-- TASK ITEM --
Among the entries below, find each line holding "paper" and return it.

-- MATERIAL PROVIDED --
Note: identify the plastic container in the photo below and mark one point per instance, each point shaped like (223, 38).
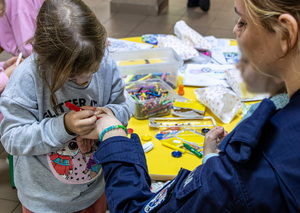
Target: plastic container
(149, 98)
(156, 63)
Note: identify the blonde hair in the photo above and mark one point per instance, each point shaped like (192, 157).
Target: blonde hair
(268, 12)
(69, 40)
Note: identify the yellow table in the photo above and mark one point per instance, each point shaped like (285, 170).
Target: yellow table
(161, 164)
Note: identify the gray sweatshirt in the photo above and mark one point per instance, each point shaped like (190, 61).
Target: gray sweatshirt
(51, 174)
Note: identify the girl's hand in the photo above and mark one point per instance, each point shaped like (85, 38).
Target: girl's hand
(85, 145)
(8, 71)
(212, 140)
(82, 122)
(103, 123)
(103, 110)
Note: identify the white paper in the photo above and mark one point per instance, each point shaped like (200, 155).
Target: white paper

-- OUTPUT --
Note: identify the white paper in the photo above and mark one point per instance, each point shaped like (200, 155).
Target: white paper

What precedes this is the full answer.